**Exercise A:** Do the statements below agree with the oil and gas update that follows? For each, answer yes or no and quote the deciding words of the update. (i) The Liwan Gas Project has already started first production. (ii) Fixed-price sales agreements cover all of the planned production from both fields. (iii) The survey offshore Taiwan is a three-dimensional seismic survey.
**Exercise B:** Which lines of the records contain the word "chair"? Copy each of them in full, treating case as significant.

#### Source

Construction of an all-season access road is being finalized at the Slater River Canol play in the Northwest Territories. A proposed summer 2014 program for two vertical wells is awaiting final approval from regulatory authorities.
- Asia Pacific Region
The Liwan Gas Project is nearing completion with first production planned in the coming months. Commissioning of the onshore gas plant and shallow water central platform is underway and construction is continuing on the deepwater facilities to connect the nine wells and the pipeline to the platform.
Work is advancing on the Liuhua 34-2 field, which is scheduled to be tied into the main Liwan 3-1 deepwater facilities in the second half of 2014.
Natural gas from the fields will be processed at an onshore gas plant and sold to the mainland China market. Fixed-price sales agreements are in place for all of the planned production from both fields, while negotiations for the Liuhua 29-1 field gas continue.
Offshore Taiwan, work has commenced on a two-dimensional seismic survey on a deepwater exploration block located off the island’s southwest coast.

########
#### Data shown

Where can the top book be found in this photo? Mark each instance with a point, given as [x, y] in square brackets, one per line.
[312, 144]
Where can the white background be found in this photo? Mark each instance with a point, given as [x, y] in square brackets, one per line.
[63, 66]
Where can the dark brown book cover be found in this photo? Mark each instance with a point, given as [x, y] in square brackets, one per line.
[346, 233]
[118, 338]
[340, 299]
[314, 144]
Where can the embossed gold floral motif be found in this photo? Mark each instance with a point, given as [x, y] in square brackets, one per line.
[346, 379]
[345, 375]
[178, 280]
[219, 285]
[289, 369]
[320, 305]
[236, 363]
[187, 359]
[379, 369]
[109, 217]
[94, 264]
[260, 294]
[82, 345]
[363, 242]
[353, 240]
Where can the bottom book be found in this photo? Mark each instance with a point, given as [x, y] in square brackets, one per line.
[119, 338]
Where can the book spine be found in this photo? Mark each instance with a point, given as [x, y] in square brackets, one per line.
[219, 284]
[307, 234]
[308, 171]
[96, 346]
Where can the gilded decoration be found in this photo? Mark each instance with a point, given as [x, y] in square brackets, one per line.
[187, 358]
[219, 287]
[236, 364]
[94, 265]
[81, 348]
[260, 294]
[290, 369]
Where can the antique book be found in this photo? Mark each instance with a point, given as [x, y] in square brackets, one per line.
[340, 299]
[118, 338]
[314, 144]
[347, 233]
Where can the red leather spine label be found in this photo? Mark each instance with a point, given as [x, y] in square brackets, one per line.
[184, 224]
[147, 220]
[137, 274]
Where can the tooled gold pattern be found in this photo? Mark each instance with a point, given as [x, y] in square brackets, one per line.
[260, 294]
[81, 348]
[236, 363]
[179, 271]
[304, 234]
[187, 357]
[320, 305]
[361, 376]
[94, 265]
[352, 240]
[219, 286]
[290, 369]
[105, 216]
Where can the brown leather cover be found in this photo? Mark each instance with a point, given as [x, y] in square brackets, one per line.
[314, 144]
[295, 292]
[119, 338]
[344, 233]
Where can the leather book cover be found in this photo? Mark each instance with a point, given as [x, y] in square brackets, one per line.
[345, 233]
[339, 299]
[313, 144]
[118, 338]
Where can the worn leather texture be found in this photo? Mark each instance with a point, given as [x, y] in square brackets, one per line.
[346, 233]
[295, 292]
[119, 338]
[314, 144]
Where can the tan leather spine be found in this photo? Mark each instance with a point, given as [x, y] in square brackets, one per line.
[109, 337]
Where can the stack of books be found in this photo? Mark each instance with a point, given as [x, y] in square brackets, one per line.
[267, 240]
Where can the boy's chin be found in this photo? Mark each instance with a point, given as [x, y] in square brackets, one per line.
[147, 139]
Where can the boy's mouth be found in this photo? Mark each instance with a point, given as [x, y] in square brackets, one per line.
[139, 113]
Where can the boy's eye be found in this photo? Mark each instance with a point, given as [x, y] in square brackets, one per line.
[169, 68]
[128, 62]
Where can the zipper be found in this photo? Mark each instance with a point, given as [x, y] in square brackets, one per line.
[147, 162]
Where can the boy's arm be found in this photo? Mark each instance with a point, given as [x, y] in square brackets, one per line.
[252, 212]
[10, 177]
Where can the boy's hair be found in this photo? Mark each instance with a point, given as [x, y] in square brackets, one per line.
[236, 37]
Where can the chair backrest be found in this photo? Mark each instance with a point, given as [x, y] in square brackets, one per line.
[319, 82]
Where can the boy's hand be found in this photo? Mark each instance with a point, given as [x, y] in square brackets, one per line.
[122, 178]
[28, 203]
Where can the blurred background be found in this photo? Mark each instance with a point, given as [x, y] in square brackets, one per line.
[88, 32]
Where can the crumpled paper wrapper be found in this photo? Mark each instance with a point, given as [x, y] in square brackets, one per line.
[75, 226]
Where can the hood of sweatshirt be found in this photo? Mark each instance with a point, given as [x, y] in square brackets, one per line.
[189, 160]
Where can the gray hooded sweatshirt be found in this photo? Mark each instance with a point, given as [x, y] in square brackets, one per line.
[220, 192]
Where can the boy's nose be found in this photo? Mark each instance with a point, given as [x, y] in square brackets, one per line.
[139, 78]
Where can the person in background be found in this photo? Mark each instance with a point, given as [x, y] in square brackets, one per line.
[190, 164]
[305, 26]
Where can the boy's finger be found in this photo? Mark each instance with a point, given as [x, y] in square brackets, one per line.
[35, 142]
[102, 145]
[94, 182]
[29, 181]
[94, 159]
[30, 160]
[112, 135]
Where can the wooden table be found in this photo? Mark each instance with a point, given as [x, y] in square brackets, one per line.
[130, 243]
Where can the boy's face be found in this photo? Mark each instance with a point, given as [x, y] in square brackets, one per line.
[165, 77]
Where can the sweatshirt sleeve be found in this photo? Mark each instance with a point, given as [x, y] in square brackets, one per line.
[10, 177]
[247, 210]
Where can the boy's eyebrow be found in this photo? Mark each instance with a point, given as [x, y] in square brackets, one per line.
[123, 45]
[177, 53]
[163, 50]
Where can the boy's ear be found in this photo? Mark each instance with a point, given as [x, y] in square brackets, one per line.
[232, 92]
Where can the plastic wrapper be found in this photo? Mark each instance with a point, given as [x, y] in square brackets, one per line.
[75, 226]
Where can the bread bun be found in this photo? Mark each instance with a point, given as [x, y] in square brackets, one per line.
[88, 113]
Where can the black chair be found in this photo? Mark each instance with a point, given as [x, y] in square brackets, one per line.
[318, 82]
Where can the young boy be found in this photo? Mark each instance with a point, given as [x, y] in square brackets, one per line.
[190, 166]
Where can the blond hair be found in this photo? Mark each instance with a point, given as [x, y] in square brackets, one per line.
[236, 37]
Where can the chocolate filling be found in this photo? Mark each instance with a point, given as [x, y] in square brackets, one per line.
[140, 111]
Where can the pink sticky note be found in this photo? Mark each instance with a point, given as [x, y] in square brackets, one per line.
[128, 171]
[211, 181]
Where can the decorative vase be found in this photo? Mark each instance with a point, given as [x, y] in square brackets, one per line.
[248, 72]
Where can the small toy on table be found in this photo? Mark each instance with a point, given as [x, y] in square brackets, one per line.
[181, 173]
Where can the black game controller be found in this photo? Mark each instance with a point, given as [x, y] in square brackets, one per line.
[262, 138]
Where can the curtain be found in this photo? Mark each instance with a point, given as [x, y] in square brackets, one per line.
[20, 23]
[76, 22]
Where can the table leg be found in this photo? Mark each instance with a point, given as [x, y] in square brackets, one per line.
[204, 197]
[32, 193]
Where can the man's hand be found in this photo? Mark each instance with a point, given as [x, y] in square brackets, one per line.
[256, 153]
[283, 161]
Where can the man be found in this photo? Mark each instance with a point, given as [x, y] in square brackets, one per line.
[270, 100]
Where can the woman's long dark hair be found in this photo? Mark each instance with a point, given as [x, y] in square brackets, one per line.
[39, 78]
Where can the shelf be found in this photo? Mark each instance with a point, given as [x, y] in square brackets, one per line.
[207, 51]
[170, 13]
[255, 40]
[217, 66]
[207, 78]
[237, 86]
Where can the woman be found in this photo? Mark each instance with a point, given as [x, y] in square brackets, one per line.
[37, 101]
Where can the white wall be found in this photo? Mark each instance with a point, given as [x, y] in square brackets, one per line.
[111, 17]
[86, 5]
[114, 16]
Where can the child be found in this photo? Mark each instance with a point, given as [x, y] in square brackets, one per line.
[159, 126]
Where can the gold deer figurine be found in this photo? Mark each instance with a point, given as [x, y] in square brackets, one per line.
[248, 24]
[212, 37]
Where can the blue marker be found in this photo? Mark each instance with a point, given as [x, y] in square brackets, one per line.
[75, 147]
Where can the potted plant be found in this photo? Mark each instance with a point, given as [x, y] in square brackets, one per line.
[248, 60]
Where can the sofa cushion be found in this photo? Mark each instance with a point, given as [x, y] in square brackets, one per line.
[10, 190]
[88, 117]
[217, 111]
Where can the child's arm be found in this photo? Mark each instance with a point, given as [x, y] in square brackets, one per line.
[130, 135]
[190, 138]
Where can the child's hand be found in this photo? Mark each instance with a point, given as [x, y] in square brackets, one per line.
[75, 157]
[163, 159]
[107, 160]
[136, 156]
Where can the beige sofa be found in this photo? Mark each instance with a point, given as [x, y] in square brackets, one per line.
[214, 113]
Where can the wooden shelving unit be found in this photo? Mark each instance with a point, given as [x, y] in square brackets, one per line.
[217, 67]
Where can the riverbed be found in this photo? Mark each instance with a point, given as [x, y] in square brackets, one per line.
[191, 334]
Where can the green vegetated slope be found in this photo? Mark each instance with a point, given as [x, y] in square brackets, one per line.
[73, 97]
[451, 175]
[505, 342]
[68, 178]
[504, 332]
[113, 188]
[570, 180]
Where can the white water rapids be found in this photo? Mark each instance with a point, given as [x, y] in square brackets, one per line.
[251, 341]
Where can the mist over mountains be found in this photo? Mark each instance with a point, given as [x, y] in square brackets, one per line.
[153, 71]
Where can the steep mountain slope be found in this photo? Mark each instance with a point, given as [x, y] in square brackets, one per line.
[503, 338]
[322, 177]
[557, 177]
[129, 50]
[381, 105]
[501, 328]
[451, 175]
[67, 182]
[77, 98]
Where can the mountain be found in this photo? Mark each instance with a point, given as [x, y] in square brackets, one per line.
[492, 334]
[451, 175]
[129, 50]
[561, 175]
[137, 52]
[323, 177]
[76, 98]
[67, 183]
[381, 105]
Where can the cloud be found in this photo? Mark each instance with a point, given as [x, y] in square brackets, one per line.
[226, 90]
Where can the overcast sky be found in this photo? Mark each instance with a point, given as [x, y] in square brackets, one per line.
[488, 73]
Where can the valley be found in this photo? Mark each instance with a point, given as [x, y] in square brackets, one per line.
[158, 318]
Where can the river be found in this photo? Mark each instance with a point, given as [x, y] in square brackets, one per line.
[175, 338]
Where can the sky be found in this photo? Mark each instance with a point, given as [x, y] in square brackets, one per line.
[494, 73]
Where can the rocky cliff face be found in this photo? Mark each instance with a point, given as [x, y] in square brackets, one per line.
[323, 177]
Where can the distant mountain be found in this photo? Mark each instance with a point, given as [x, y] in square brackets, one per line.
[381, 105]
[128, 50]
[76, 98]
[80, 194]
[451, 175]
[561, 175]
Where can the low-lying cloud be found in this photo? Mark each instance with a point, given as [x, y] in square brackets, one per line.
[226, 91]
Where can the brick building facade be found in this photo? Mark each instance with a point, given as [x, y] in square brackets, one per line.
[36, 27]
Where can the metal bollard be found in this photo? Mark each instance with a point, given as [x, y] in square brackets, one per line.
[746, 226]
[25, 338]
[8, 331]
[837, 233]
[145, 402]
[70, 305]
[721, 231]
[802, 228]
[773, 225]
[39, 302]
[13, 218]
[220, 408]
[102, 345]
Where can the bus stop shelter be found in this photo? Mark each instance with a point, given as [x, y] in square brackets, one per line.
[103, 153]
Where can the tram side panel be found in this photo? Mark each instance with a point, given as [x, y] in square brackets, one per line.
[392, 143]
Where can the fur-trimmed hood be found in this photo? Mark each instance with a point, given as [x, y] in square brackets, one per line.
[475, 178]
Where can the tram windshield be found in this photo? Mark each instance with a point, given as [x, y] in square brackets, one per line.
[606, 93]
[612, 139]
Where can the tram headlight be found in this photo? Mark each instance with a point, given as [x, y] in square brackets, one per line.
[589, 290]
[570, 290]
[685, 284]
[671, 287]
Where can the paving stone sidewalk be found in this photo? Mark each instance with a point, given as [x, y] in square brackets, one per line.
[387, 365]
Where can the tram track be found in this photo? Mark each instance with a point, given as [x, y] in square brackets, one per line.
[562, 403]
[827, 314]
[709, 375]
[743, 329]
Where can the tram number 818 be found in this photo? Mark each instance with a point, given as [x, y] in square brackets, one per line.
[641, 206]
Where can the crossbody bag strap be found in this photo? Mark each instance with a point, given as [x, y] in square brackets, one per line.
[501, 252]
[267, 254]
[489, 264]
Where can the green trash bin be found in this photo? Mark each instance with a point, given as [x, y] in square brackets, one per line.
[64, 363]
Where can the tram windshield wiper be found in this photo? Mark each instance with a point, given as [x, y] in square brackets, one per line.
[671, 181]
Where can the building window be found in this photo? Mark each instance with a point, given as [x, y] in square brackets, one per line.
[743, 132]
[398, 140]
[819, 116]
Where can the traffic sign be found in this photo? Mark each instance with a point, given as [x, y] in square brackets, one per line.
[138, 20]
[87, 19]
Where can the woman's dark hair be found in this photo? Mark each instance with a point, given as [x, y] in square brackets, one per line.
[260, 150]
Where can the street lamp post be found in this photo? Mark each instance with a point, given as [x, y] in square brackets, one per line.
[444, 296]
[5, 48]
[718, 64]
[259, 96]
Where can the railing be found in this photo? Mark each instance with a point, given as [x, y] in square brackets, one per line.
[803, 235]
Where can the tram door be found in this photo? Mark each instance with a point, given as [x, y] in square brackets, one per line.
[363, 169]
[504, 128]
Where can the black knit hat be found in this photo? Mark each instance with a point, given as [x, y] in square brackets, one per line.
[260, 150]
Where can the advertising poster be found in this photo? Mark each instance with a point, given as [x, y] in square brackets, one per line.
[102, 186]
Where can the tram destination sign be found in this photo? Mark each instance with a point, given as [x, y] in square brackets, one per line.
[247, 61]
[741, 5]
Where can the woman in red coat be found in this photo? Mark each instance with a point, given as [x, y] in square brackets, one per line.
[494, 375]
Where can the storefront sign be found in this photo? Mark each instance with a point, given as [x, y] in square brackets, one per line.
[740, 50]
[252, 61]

########

**Final result A:**
(i) No: "The Liwan Gas Project is nearing completion with first production planned in the coming months."
(ii) Yes: "Fixed-price sales agreements are in place for all of the planned production from both fields"
(iii) No: "work has commenced on a two-dimensional seismic survey"

**Final result B:**
Where can the chair backrest be found in this photo? Mark each instance with a point, given as [x, y] in square brackets, one per line.
Where can the black chair be found in this photo? Mark each instance with a point, given as [x, y] in square brackets, one per line.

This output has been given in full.